** Data for the task follows **
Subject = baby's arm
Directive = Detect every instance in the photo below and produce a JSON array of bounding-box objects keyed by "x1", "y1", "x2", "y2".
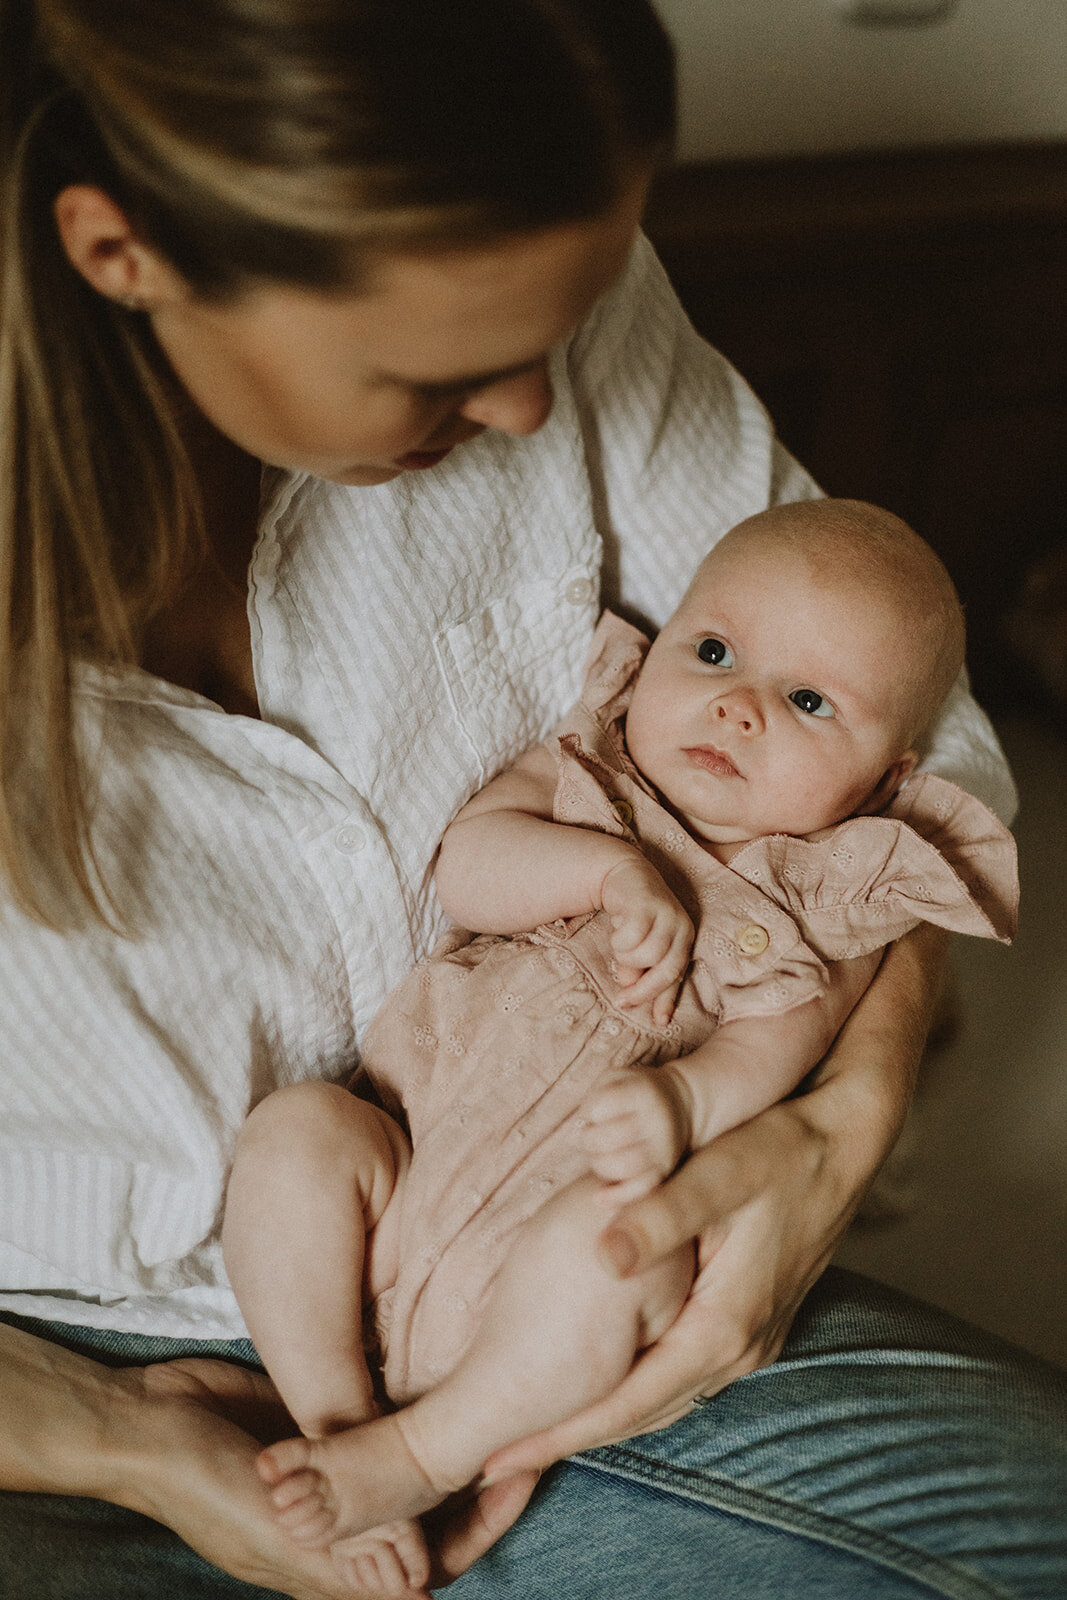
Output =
[
  {"x1": 580, "y1": 953, "x2": 883, "y2": 1196},
  {"x1": 436, "y1": 744, "x2": 693, "y2": 1023}
]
** End of Data for the task **
● Work order
Line by line, restate the data above exactly as it stands, minus the pictures.

● Written answer
Subject = baby's arm
Directive = Detect every instance in the photo below and produce a JSON array of bounding-box objects keyed by "x1", "y1", "x2", "y2".
Output =
[
  {"x1": 580, "y1": 953, "x2": 883, "y2": 1196},
  {"x1": 436, "y1": 744, "x2": 693, "y2": 1023}
]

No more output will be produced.